**COMPITI DA SVOLGERE:**
1. Per favore, rispondi a queste domande sul testo sugli investimenti cinesi in Sicilia.
(a) Chi è atteso a Palermo nel week end?
(b) Dopo quale paese anche l'Europa ha assunto una posizione scettica?
(c) Secondo Micciché, in quale città non si decide la posizione europea nei confronti della Cina?
2. Traduci in inglese questa frase del testo sugli investimenti cinesi in Sicilia: «D’altronde la posizione europea nei confronti della Cina non si decide certo a Palermo.»
3. Scrivi il seguito del testo sugli investimenti cinesi in Sicilia, cominciando subito dopo la domanda finale «Quale?».

**TESTO PROPOSTO:**
+++

Non solo Trieste. C’è anche il porto di Palermo nelle mire del governo cinese. Lì è atteso nel week end il presidente Xi Jinping dopo la sua tappa romana. Sul piatto un corposo investimento di un fondo di Shanghai per trasformare il capoluogo siciliano in un grande hub per il Mediterraneo. Poi c’è il 5G, e anche lì i cinesi vogliono entrare, come annunciato dal sindaco di Palermo Leoluca Orlando. “Ben vengano gli investimenti”. Gianfranco Micciché, presidente dell’Assemblea regionale siciliana in quota Forza Italia, è più che ottimista. Gli americani non si preoccupino, confida a Formiche.net, la Sicilia non vuole svendersi ai cinesi ma chi porta soldi e infrastrutture è sempre gradito.
Da settimane imperversa il dibattito sulle mire dei cinesi per l’Italia. Anche l’Europa, dopo gli Stati Uniti, ha assunto una posizione scettica. E la Sicilia? Sono più i pro o i contro degli investimenti made in China?
I pro sono potenzialmente infiniti, non spetta a me elencare i contro. D’altronde la posizione europea nei confronti della Cina non si decide certo a Palermo. È ovvio che la concorrenza dei cinesi in Europa ha un costo.
Quale?

+++

**DATI MOSTRATI:**
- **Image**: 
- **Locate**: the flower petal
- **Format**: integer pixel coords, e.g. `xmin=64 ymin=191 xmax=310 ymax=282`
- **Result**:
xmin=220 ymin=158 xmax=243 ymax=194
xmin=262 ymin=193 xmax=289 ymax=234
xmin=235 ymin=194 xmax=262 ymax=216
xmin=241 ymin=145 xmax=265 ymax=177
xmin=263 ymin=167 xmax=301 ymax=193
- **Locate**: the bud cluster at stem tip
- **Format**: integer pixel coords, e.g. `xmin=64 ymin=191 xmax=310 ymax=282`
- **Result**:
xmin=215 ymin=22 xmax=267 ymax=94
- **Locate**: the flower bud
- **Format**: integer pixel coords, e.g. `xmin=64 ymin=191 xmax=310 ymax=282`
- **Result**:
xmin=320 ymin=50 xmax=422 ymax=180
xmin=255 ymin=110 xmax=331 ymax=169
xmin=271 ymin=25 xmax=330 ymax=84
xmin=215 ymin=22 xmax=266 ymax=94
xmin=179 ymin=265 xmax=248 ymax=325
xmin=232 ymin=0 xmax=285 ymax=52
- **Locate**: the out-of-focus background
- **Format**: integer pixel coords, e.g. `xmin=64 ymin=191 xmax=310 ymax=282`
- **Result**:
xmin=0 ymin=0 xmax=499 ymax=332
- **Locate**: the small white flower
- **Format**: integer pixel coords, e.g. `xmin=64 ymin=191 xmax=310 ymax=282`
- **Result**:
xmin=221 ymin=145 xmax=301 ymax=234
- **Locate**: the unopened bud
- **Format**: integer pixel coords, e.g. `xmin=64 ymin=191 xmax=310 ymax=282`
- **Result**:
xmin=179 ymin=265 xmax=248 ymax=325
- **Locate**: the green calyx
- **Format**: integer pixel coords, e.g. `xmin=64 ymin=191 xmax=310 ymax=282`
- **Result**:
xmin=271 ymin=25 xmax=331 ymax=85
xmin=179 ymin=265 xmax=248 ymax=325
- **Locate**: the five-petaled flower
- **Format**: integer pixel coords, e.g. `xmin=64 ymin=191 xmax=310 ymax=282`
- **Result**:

+++

**RISULTATI ATTESI:**
1.
(a) Il presidente Xi Jinping.
(b) Dopo gli Stati Uniti.
(c) A Palermo.

2. After all, Europe's position toward China is certainly not decided in Palermo.

3.
Si chiama democrazia e da quelle parti è molto blanda. In un sistema democratico gli imprenditori non possono licenziare arbitrariamente i dipendenti, devono pagare il tfr, e rispettare garanzie che sicuramente in Cina non ci sono. Poi c’è l’altro lato della medaglia, che mi trovai ad affrontare quando ero ministro per lo Sviluppo: le aziende cinesi fanno un prezzo inferiore al nostro, i prodotti italiani costano molto di più, anche questo è un problema.
Si parla di un investimento rilevante dei cinesi nel porto di Palermo. È una buona notizia?
Diciamo le cose come stanno, l’investimento del fondo di investimento di Shanghai nel porto di Palermo è una cosa seria. Quando è stato presentato in una riunione con i presidenti di Regione e Assemblea e il sindaco di Palermo è stato approvato all’unanimità. Per il momento rimane sulla carta, è ancora tutto da costruire.
Ci sono dei paletti da porre alle partecipazioni cinesi?
Un takeover non è neanche in discussione. Si tratta di una importante partecipazione di un fondo cinese che farebbe di Palermo un hub cruciale del Mediterraneo. Dopo l’allargamento del Canale di Suez è aumentato notevolmente il traffico di grandi navi container che purtroppo oggi il porto di Palermo non può ricevere. Ci sono dozzine di società marittime in cerca di un porto comodo nel Mediterraneo che abbia piattaforme logistiche in grado di ospitare enormi quantitativi di merci, il porto di Palermo può essere il candidato naturale a divenire il perno di queste rotte.
Eppure dal governo c’è chi invoca il golden power per vagliare il denaro cinese…
Non penso che per la Sicilia si renderà necessario l’uso del golden power. Nessuno vuole svendere Palermo. Se lo Stato italiano avesse voluto bloccare gli investimenti cinesi avrebbe dovuto fermare in tempo l’acquisto di Inter e Milan (ride, ndr).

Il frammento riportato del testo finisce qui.